** Begin MATERIAL FOR THE TASK **
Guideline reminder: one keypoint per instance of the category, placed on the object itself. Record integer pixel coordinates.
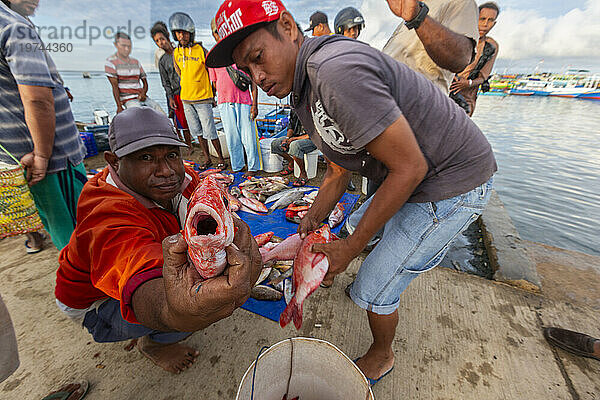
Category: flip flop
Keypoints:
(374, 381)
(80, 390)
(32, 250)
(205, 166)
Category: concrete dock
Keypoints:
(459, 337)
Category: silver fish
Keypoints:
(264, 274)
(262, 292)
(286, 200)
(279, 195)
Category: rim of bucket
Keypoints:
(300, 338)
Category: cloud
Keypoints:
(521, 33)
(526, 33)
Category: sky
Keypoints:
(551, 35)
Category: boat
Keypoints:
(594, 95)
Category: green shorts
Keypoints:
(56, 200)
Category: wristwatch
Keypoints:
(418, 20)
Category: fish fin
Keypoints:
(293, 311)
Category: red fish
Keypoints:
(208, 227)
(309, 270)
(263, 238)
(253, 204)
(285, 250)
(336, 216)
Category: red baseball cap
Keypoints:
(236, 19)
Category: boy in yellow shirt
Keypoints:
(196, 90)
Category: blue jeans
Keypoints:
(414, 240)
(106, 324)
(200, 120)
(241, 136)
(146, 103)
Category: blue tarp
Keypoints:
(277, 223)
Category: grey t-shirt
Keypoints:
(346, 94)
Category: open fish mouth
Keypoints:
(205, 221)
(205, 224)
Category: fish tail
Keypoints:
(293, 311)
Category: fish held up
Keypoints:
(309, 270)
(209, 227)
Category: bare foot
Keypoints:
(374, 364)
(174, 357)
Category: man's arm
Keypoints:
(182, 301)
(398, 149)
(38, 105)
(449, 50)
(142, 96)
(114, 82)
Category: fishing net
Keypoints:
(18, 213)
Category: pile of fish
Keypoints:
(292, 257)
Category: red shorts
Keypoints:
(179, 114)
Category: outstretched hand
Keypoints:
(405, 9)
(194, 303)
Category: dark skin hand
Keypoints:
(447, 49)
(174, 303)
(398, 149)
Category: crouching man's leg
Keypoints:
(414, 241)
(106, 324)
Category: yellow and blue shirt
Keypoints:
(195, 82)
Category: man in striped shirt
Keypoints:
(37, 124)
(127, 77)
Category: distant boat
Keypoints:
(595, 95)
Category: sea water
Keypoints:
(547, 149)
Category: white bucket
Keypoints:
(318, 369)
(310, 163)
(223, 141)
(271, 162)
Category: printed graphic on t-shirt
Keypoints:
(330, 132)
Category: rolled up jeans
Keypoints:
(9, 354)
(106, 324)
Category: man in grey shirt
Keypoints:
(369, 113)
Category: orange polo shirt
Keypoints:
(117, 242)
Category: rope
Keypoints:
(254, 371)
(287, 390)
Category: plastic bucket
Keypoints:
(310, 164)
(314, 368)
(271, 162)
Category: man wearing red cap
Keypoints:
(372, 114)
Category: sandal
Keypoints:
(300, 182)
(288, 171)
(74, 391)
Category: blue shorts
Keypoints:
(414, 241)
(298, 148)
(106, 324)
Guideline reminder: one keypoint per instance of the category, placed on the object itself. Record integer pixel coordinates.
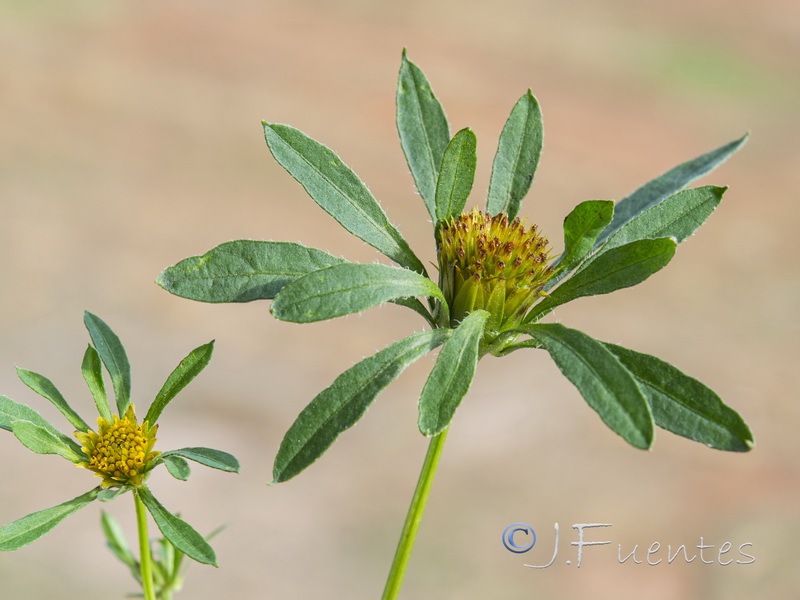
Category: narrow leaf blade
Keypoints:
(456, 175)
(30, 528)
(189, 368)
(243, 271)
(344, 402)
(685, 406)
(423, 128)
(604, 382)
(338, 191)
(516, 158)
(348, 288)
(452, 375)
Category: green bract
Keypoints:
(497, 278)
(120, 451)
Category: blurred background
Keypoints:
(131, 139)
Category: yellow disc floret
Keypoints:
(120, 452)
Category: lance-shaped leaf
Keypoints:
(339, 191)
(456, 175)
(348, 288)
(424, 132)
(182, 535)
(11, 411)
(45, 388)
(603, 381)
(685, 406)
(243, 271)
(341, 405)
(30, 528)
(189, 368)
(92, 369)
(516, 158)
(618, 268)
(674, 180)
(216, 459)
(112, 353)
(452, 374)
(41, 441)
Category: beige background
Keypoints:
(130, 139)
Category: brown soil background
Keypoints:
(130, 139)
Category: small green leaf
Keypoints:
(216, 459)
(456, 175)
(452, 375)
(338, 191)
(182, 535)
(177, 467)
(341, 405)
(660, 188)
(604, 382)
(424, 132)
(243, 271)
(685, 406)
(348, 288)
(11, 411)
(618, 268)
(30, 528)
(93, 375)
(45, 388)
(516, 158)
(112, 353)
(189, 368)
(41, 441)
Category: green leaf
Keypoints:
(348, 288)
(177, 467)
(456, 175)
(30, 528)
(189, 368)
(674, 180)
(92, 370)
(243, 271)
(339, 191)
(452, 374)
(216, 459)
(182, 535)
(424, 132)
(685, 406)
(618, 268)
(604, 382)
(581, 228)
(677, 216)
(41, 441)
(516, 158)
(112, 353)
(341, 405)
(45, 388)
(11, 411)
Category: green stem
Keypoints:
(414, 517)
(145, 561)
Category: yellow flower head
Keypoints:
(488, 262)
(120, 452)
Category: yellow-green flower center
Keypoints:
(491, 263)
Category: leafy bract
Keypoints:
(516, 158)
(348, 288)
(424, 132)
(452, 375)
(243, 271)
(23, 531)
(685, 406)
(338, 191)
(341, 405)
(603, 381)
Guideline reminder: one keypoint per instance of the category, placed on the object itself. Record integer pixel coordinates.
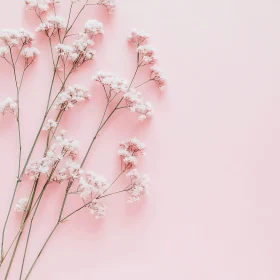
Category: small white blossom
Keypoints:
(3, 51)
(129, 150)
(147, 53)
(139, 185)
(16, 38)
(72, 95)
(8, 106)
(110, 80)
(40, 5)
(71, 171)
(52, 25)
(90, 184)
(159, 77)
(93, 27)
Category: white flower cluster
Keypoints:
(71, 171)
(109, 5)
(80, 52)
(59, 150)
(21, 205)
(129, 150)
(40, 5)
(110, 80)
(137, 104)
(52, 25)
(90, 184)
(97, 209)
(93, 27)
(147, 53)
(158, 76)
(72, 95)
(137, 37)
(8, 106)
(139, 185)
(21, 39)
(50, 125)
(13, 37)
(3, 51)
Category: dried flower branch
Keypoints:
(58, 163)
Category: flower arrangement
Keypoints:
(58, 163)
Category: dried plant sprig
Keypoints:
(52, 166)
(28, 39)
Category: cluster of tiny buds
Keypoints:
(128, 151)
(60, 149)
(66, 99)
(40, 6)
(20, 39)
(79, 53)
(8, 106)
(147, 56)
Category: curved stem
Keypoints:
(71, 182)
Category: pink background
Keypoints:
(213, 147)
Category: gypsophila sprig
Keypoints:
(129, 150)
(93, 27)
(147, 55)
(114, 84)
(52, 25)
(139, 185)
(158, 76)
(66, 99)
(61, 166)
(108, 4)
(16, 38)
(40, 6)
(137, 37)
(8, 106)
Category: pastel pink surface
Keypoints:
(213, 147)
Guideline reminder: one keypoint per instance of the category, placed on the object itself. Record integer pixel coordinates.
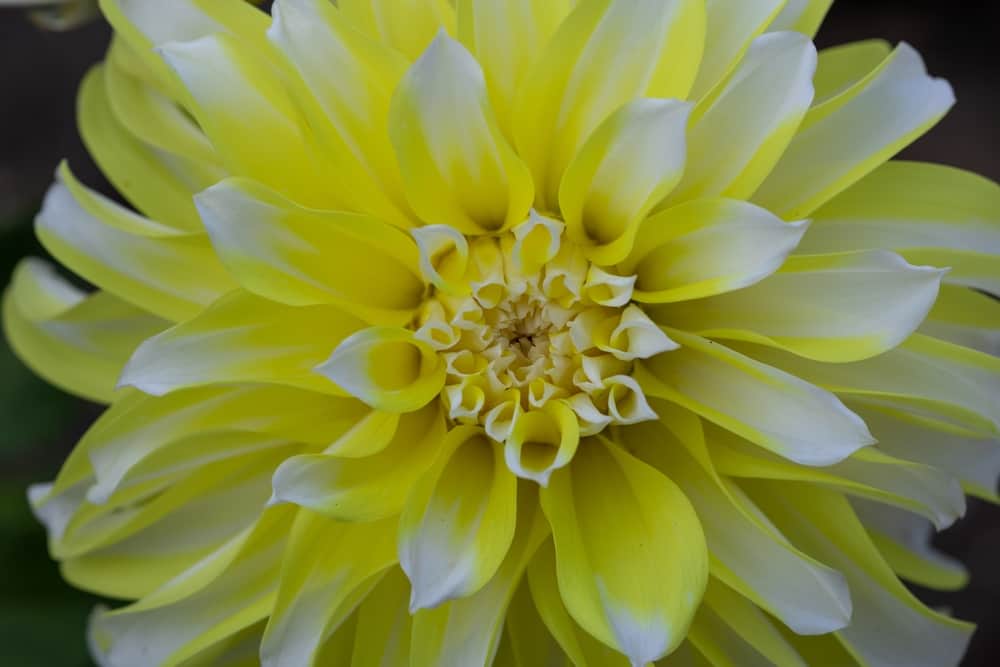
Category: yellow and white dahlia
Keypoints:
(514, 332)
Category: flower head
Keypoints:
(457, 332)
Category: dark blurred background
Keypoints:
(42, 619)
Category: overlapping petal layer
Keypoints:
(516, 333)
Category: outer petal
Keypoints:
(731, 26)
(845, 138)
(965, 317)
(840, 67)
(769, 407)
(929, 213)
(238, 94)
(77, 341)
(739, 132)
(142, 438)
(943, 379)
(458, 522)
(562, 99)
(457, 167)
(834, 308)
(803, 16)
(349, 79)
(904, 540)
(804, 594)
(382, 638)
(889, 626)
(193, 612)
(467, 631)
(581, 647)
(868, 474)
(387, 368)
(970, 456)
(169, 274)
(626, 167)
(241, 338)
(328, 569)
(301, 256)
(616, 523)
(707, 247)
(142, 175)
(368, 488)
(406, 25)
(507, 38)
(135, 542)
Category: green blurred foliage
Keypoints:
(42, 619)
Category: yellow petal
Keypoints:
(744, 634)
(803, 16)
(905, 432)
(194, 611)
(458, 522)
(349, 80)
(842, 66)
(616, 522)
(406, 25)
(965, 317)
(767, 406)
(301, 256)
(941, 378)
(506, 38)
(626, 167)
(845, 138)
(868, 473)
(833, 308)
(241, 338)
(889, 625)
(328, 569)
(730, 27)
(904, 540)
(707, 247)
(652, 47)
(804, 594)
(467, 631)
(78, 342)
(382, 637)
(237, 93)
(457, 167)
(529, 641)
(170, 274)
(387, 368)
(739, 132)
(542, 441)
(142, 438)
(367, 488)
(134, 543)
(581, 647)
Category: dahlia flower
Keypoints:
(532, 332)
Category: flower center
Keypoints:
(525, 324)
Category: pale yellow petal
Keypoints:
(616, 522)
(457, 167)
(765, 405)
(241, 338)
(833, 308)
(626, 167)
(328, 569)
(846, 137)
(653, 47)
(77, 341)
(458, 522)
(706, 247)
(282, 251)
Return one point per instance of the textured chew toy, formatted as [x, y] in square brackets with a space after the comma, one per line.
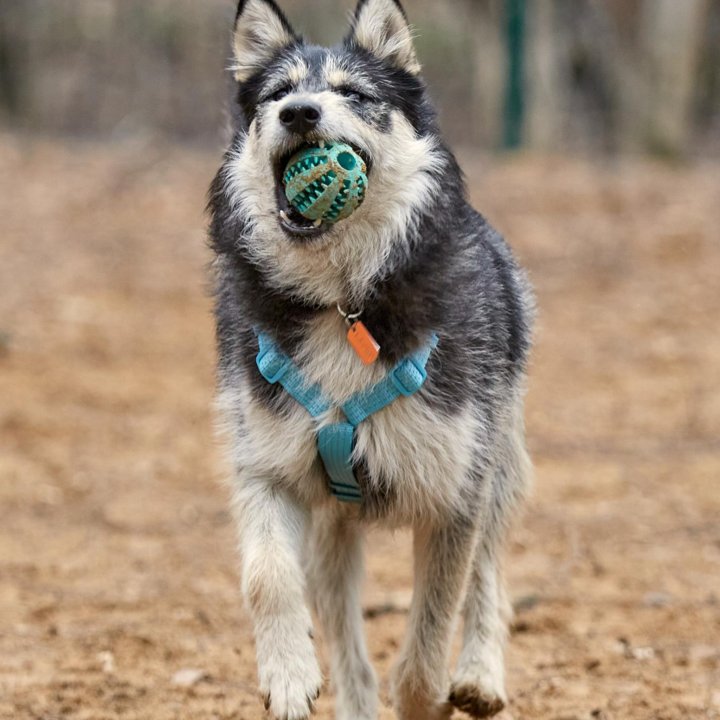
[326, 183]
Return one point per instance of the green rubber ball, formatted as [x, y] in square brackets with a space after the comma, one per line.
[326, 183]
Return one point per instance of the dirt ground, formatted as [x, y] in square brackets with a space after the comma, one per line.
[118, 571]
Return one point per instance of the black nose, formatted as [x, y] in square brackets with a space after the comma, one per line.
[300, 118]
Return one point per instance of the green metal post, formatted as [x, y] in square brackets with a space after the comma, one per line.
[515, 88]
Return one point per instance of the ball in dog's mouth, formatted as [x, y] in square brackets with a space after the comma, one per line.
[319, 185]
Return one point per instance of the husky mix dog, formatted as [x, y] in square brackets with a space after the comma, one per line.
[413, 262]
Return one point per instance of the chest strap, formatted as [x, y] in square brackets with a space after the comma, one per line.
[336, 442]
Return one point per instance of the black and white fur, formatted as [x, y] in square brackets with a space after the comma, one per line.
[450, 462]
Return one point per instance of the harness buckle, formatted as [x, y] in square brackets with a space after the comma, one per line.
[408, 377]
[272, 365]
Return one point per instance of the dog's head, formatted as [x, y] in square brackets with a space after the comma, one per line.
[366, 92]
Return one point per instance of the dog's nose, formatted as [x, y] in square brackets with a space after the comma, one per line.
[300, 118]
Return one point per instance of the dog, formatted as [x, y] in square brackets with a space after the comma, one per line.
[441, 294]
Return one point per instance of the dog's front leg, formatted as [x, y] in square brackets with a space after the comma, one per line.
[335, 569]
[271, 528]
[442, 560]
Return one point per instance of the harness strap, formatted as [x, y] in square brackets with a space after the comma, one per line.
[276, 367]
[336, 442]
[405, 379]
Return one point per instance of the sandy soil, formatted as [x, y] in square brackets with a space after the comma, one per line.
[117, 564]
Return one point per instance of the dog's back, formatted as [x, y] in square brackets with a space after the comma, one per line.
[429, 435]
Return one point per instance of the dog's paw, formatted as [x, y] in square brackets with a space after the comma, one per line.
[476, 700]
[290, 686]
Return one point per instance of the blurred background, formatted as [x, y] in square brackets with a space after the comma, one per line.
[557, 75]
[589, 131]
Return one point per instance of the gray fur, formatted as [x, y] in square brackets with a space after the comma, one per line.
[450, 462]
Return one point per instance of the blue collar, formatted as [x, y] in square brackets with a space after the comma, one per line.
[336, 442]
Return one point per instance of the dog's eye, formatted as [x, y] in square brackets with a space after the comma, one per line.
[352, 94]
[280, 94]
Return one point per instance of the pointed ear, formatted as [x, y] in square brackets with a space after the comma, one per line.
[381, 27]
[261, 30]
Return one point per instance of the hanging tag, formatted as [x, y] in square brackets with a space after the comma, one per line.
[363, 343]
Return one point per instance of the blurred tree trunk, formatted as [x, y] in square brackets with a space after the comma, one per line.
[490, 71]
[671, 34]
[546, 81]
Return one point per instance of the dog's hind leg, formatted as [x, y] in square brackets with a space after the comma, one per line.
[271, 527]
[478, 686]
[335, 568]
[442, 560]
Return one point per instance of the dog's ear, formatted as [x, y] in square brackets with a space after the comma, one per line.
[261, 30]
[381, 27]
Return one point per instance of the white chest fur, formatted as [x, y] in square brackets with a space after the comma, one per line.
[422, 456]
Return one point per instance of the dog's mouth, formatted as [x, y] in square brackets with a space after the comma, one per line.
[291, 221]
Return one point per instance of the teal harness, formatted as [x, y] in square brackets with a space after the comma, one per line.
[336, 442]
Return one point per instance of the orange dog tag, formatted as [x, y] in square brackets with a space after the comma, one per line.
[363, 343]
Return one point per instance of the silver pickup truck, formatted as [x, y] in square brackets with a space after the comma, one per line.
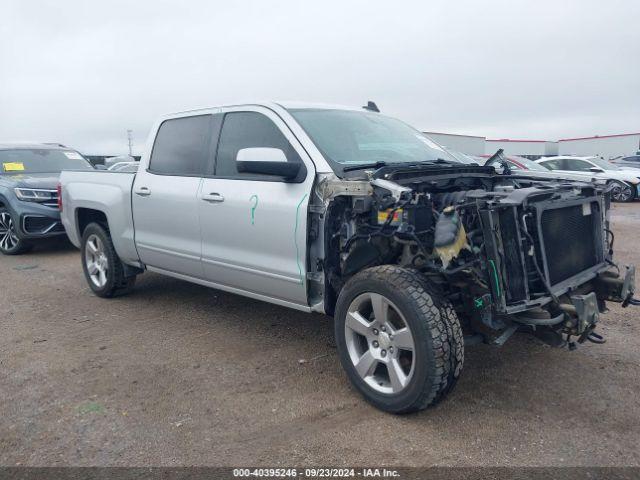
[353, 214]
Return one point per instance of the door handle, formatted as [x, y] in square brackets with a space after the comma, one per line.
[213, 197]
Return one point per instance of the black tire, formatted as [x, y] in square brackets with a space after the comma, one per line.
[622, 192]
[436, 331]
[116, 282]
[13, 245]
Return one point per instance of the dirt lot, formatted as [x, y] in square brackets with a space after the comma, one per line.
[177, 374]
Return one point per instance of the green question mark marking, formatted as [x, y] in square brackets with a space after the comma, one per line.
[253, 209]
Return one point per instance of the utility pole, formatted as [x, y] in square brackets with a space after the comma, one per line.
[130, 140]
** End MATERIAL FOR THE TASK **
GIVEN PROBLEM: Could you put the rows from the line containing "Return one point per instance of the green question" through the end of the rows into a JSON list of strings, one string per line and no blank lines?

ANSWER TO THIS TASK:
[
  "Return one point per instance of the green question mark marking, formatted as [x, y] in square brackets with a space after the comma, one per line.",
  "[253, 209]",
  "Return one point per instance of the utility pole, formatted as [x, y] in square brackets with a space after the comma, one per line.",
  "[130, 140]"
]